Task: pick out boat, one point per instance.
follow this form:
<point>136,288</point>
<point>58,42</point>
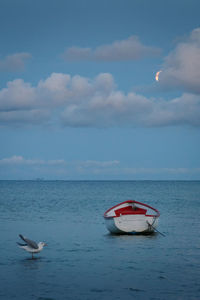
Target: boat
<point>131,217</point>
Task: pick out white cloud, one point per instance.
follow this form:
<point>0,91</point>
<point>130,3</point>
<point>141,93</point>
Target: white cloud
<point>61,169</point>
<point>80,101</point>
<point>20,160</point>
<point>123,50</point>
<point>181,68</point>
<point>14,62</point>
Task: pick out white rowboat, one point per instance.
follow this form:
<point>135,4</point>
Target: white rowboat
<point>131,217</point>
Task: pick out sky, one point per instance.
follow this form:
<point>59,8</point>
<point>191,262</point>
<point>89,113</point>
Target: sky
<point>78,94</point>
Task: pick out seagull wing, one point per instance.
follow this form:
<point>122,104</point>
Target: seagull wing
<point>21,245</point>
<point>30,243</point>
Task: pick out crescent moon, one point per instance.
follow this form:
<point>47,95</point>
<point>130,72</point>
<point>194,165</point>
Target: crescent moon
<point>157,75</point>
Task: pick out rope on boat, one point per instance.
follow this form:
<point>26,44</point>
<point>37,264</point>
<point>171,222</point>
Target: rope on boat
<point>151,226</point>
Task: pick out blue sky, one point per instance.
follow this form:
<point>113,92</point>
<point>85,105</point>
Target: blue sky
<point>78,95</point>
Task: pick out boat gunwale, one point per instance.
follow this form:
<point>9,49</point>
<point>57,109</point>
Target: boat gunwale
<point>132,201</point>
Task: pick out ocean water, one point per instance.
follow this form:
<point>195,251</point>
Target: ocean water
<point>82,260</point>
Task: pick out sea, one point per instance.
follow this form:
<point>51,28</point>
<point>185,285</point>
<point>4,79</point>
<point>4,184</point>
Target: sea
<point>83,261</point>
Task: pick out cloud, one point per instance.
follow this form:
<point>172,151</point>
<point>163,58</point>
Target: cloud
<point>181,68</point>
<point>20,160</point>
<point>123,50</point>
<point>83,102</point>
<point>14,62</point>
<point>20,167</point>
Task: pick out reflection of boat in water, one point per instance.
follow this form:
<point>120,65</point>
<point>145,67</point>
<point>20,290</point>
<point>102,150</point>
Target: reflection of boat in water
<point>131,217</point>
● ● ● ●
What the task requires: Make an exact copy of the data above, pictures excluded.

Exercise answer:
Task: pick out boat, one point per instance.
follow this form:
<point>136,288</point>
<point>58,42</point>
Target: boat
<point>131,217</point>
Task: pick out white cloud, one point per instance.
follow this form:
<point>0,91</point>
<point>130,3</point>
<point>141,93</point>
Target: white cloud
<point>61,169</point>
<point>80,101</point>
<point>20,160</point>
<point>123,50</point>
<point>181,68</point>
<point>14,62</point>
Task: pick out white rowboat, one point per instance.
follow this form:
<point>135,4</point>
Target: white rowboat
<point>131,217</point>
Task: pick out sky, one point per instance.
follow this form:
<point>59,8</point>
<point>191,262</point>
<point>89,113</point>
Target: sky
<point>78,94</point>
Task: pick out seagull wing, one point per instance.
follow this form:
<point>122,104</point>
Target: seagull wing
<point>21,245</point>
<point>30,243</point>
Task: pick out crescent moon, one point per instance.
follow this form:
<point>47,95</point>
<point>130,72</point>
<point>194,165</point>
Target: crescent moon
<point>157,75</point>
Task: pick out rope on boat, one point per instance.
follow this form:
<point>26,44</point>
<point>37,264</point>
<point>171,222</point>
Target: rope on boat
<point>151,226</point>
Task: pick out blue sky, one point per instance.
follow this form:
<point>113,92</point>
<point>85,105</point>
Target: blue sky
<point>78,95</point>
Task: pick out boat gunwale, one point per instance.
follow this form:
<point>9,49</point>
<point>57,109</point>
Target: boat gunwale
<point>132,201</point>
Task: pick out ocean water, one point per instance.
follow this form:
<point>195,251</point>
Target: ocean water
<point>82,260</point>
Task: pick out sea, one point per instance.
follow this form:
<point>51,28</point>
<point>185,285</point>
<point>4,79</point>
<point>4,184</point>
Target: sea
<point>83,261</point>
Task: pick out cloud, one point per instance.
follow this form:
<point>172,151</point>
<point>163,58</point>
Target: cloud
<point>181,68</point>
<point>20,160</point>
<point>123,50</point>
<point>83,102</point>
<point>14,62</point>
<point>20,167</point>
Task: pick out reflection of boat in water, one point per instance.
follow this form:
<point>120,65</point>
<point>145,67</point>
<point>20,290</point>
<point>102,150</point>
Target: reflection of boat in water
<point>131,217</point>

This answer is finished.